### [What you have to do]
Can you set out each line of the rows below as a numbered list, skipping any blank lines and leaving the pictures out?

- - - - -

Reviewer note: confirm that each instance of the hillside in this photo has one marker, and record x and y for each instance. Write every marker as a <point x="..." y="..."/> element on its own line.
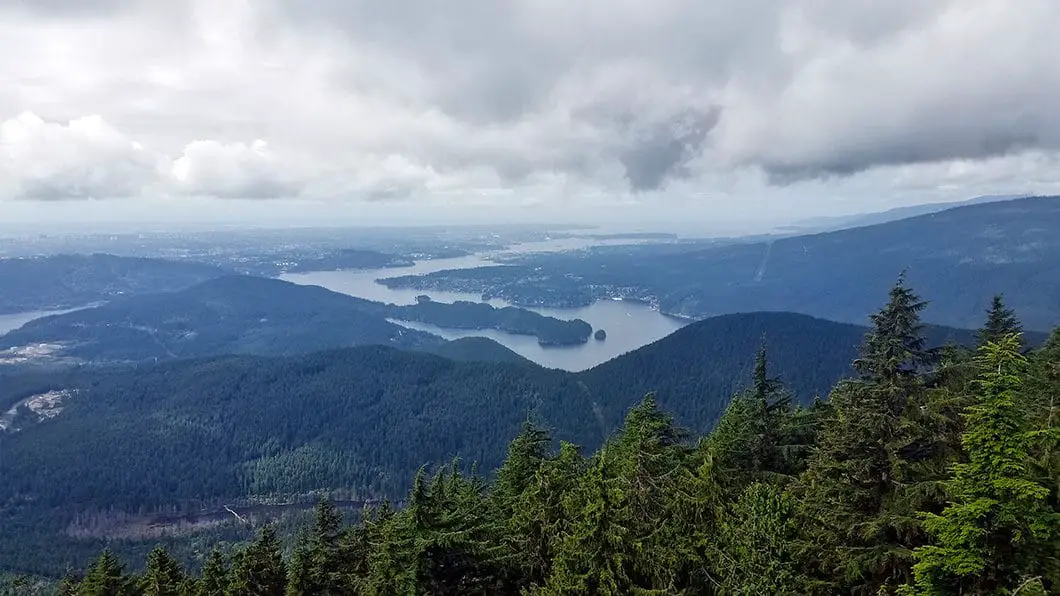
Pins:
<point x="958" y="258"/>
<point x="65" y="281"/>
<point x="249" y="315"/>
<point x="227" y="315"/>
<point x="190" y="435"/>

- - - - -

### [Result]
1. Reviewer note: confirm that each instance of the hillside in this photo has one marker, and record x and y for each instance. Write every marker as a <point x="..." y="..."/> element on its own line.
2. Pins:
3. <point x="958" y="258"/>
4. <point x="65" y="281"/>
5. <point x="249" y="315"/>
6. <point x="227" y="315"/>
7. <point x="190" y="435"/>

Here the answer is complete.